> SET PROBLEM: In the lines below, change "tag each instance" to "mark each instance" wherever it occurs and leave the rest unaltered.

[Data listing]
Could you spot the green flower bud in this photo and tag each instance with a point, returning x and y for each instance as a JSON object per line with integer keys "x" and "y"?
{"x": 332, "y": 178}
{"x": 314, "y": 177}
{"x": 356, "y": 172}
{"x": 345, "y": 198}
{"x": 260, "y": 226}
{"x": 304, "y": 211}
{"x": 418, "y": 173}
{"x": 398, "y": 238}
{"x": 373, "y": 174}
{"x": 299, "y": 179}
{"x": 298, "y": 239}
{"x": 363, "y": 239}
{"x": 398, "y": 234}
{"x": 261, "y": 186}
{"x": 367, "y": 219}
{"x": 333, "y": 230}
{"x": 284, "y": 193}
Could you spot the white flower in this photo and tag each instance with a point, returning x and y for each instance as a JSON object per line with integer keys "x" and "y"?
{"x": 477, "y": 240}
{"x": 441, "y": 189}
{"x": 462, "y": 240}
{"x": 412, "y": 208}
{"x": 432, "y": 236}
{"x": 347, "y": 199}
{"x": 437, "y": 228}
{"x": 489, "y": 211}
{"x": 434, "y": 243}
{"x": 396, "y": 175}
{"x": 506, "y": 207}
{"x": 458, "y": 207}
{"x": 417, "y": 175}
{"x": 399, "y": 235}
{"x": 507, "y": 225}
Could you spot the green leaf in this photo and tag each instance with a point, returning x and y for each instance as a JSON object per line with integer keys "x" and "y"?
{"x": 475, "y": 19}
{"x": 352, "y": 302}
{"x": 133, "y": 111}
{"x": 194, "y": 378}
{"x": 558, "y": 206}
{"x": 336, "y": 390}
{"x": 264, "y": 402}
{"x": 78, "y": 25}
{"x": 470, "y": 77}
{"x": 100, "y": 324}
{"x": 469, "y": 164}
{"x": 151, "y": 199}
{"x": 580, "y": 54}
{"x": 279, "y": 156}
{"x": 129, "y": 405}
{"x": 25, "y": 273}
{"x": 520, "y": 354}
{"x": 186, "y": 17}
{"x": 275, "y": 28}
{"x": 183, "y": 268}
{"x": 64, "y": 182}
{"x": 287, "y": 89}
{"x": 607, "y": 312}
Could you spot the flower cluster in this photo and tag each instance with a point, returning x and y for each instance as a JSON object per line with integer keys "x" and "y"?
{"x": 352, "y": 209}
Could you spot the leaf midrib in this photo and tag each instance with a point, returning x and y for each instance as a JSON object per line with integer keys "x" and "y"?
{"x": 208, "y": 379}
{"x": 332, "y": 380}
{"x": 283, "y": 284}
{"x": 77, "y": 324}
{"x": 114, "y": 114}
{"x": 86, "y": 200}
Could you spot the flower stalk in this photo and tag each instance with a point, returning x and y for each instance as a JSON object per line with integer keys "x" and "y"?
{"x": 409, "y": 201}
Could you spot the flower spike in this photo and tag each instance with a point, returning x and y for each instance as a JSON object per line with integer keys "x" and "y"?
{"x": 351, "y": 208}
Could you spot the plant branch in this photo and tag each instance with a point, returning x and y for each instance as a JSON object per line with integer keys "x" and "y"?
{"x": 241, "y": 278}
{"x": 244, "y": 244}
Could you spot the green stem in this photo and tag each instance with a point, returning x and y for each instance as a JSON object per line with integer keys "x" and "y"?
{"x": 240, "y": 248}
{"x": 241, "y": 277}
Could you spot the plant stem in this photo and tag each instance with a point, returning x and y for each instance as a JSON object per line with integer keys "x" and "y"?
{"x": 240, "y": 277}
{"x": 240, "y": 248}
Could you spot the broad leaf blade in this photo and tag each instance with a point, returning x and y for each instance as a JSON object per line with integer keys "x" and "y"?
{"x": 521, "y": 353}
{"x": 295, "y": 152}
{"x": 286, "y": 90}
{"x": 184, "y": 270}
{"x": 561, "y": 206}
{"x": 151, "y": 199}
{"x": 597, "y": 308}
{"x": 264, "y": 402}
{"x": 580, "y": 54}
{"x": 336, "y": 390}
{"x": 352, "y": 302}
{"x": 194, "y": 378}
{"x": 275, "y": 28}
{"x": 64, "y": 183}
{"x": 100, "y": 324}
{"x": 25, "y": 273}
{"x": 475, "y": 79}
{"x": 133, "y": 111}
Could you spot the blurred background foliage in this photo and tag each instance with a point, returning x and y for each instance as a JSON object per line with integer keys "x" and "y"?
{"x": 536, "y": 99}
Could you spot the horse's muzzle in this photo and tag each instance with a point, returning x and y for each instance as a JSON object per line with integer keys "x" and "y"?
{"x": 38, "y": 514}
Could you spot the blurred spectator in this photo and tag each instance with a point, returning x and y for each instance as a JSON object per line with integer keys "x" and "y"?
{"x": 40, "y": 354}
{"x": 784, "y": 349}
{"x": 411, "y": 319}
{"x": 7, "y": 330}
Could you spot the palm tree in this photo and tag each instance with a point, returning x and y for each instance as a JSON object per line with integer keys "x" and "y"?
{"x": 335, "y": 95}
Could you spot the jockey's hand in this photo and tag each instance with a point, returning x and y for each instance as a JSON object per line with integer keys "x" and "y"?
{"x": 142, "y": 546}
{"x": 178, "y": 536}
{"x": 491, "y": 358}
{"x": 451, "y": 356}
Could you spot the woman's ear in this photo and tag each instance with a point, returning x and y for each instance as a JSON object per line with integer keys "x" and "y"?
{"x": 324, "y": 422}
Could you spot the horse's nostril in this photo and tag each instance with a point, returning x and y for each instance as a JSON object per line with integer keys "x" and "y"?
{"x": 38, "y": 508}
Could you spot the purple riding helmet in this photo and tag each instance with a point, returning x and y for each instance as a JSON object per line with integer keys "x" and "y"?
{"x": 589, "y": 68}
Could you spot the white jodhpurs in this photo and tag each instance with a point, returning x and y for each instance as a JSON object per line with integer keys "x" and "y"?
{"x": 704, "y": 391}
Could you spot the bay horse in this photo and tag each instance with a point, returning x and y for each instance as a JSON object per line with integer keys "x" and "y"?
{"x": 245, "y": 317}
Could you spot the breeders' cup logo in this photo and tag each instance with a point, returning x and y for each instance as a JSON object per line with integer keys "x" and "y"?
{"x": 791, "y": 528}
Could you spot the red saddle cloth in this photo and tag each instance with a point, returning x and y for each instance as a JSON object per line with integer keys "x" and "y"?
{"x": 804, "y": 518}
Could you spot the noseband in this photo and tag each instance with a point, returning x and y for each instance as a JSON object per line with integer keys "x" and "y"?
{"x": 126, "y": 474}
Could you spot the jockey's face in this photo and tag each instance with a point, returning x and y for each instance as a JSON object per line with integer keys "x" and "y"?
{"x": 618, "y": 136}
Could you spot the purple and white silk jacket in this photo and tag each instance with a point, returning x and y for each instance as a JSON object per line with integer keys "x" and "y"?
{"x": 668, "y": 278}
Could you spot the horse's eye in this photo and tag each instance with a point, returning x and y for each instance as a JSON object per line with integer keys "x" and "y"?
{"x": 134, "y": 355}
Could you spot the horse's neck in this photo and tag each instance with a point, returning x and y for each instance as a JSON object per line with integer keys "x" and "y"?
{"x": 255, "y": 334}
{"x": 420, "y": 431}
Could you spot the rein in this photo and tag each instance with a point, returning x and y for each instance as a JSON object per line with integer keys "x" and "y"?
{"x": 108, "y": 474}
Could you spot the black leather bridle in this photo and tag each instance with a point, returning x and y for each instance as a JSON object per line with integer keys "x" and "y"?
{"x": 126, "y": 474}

> WORKED ANSWER:
Could you spot the green flower bud in this photo and mark each instance with a point, returning x and y for each instance as a JSON object per line with integer keys "x" and "y"?
{"x": 332, "y": 178}
{"x": 314, "y": 177}
{"x": 356, "y": 172}
{"x": 345, "y": 198}
{"x": 260, "y": 226}
{"x": 304, "y": 211}
{"x": 418, "y": 173}
{"x": 398, "y": 238}
{"x": 373, "y": 174}
{"x": 299, "y": 179}
{"x": 298, "y": 239}
{"x": 363, "y": 239}
{"x": 398, "y": 234}
{"x": 261, "y": 186}
{"x": 367, "y": 219}
{"x": 333, "y": 230}
{"x": 284, "y": 193}
Could you spot the white flower in this photo and mark each instance with a point, returning x and y for each instance as a JSON object per line with integer keys "x" and "y"?
{"x": 477, "y": 240}
{"x": 441, "y": 189}
{"x": 462, "y": 240}
{"x": 412, "y": 208}
{"x": 432, "y": 236}
{"x": 347, "y": 199}
{"x": 437, "y": 228}
{"x": 489, "y": 211}
{"x": 434, "y": 243}
{"x": 396, "y": 175}
{"x": 506, "y": 207}
{"x": 458, "y": 207}
{"x": 417, "y": 175}
{"x": 399, "y": 235}
{"x": 507, "y": 225}
Could you spot the green leaf in this photo and mark each instance with a point, returning x and y for each instance as a JSON object per line with integer keys "x" and "y"?
{"x": 475, "y": 19}
{"x": 352, "y": 302}
{"x": 133, "y": 111}
{"x": 194, "y": 378}
{"x": 558, "y": 206}
{"x": 336, "y": 390}
{"x": 264, "y": 402}
{"x": 78, "y": 25}
{"x": 470, "y": 77}
{"x": 100, "y": 324}
{"x": 469, "y": 164}
{"x": 151, "y": 199}
{"x": 580, "y": 54}
{"x": 279, "y": 156}
{"x": 129, "y": 405}
{"x": 25, "y": 273}
{"x": 520, "y": 354}
{"x": 186, "y": 17}
{"x": 275, "y": 28}
{"x": 183, "y": 268}
{"x": 64, "y": 182}
{"x": 287, "y": 89}
{"x": 607, "y": 312}
Could you spot the flower cluster in this photo and mark each instance with a point, returning x and y for each instance as a JSON object per line with integer keys "x" and "y"?
{"x": 352, "y": 209}
Could you spot the leaf midrib in this photo and mark each instance with a point, returning x and y for each instance as a JSON object per line with integer keys "x" and "y"?
{"x": 208, "y": 379}
{"x": 332, "y": 380}
{"x": 283, "y": 284}
{"x": 77, "y": 324}
{"x": 114, "y": 114}
{"x": 86, "y": 200}
Could you spot the flower stalk in this photo and mark each instance with a point, returning x and y for each instance as a JSON object per line with integer keys "x" and "y"?
{"x": 409, "y": 201}
Could you spot the flower spike in this photo and mark each instance with a point, returning x and y for each instance as a JSON object per line with integer keys "x" and "y"?
{"x": 351, "y": 208}
Could you spot the plant branch in this photo and mark each instance with a point, returning x and y for each instance as a JSON object per line with integer keys "x" and "y"?
{"x": 241, "y": 278}
{"x": 244, "y": 244}
Could you spot the green stem in this photo and mark each instance with a point, returning x and y for each instance as a JSON object per line with integer keys "x" and "y"?
{"x": 240, "y": 248}
{"x": 241, "y": 277}
Could you spot the plant stem in this photo and mark each instance with a point, returning x and y for each instance as a JSON object per line with integer keys "x" and "y"?
{"x": 240, "y": 277}
{"x": 240, "y": 248}
Could you spot the broad leaf blade in this photo and mark each instance with a point, returning x and y for each instance as a JSON object per line with integer keys "x" and "y"?
{"x": 521, "y": 353}
{"x": 295, "y": 152}
{"x": 286, "y": 90}
{"x": 184, "y": 270}
{"x": 561, "y": 206}
{"x": 151, "y": 199}
{"x": 597, "y": 308}
{"x": 264, "y": 402}
{"x": 580, "y": 54}
{"x": 336, "y": 390}
{"x": 352, "y": 302}
{"x": 194, "y": 378}
{"x": 275, "y": 28}
{"x": 64, "y": 183}
{"x": 100, "y": 324}
{"x": 25, "y": 273}
{"x": 475, "y": 79}
{"x": 133, "y": 111}
Could you spot the blurred background foliage in this photo and mark each instance with a point, returning x and y for each instance as a JSON object per line with integer keys "x" and "y"?
{"x": 536, "y": 99}
Could you spot the horse's muzzle in this photo and mark each instance with a point, returning x and y for each instance as a JSON object per line with integer keys "x" and "y"?
{"x": 38, "y": 514}
Could you spot the blurred spectator in this photo and mark each instance with a point, returning x and y for each instance as a JSON object per line with integer keys "x" and "y"?
{"x": 40, "y": 354}
{"x": 784, "y": 349}
{"x": 411, "y": 319}
{"x": 7, "y": 330}
Could you spot the palm tree in this photo and mark each instance with a point, returning x and y for each instance as a JSON object per line with integer keys "x" and "y"?
{"x": 335, "y": 95}
Could you spot the jockey's hand in this photo and mark each instance with a point, returning x and y for each instance as a JSON object per line with integer keys "x" and "y"?
{"x": 142, "y": 546}
{"x": 178, "y": 536}
{"x": 491, "y": 358}
{"x": 451, "y": 356}
Could you spot the woman's ear in this photo and mark each instance with a point, returning x and y for each instance as a JSON object per line with integer keys "x" and "y"?
{"x": 324, "y": 422}
Could you spot the horse's nostril in this photo and mark each instance with a point, returning x and y for each instance as a JSON object per line with integer keys "x" and "y"?
{"x": 38, "y": 508}
Could you spot the purple riding helmet in this photo and mark each instance with a point, returning x and y for each instance as a JSON object per line with integer keys "x" and "y"?
{"x": 589, "y": 68}
Could you spot the white jodhpurs in this photo and mark each instance with a point, returning x and y for each instance as a JSON object per line with integer keys "x" and "y"?
{"x": 704, "y": 391}
Could you spot the bay horse in this photo and mark each instance with a point, returning x and y for each instance as a JSON object per line with integer keys "x" and "y"?
{"x": 245, "y": 317}
Could you spot the breeders' cup logo in this photo and mark each instance with a point, returning x and y for each instance as a JSON object per line with integer keys "x" and "y"?
{"x": 791, "y": 528}
Could you spot the red saddle cloth in this photo and mark each instance with a point, returning x and y for each instance as a JSON object per line with integer keys "x" and "y"?
{"x": 804, "y": 518}
Could you spot the noseband in this photo and mark each instance with a point, returning x and y for each instance as a JSON object per line with integer keys "x" and "y"?
{"x": 126, "y": 474}
Could you spot the jockey's face in this photo and mark each instance with a point, returning x and y for each instance as a JSON object per line with integer keys "x" and "y"?
{"x": 618, "y": 136}
Could you spot the purple and white silk jacket in this photo and mark each instance with a point, returning x and y for each instance as a JSON object per line with integer keys "x" and "y"?
{"x": 668, "y": 278}
Could you spot the horse's eye in this photo and mark each instance with a point, returning x and y for each instance as a JSON object per line with integer keys "x" and "y"?
{"x": 134, "y": 355}
Could you spot the horse's neck in this photo and mark each instance with a point, returning x and y for each instance as a JSON object per line with integer keys "x" and "y"?
{"x": 255, "y": 334}
{"x": 420, "y": 431}
Could you spot the rein in this photo and mark each instance with a point, returning x and y for each instance as a JSON object per line with integer keys "x" and "y"?
{"x": 108, "y": 474}
Could you spot the black leather bridle in this photo and mark each instance with a point, returning x and y for each instance as a JSON object per line with integer keys "x" and "y"?
{"x": 126, "y": 474}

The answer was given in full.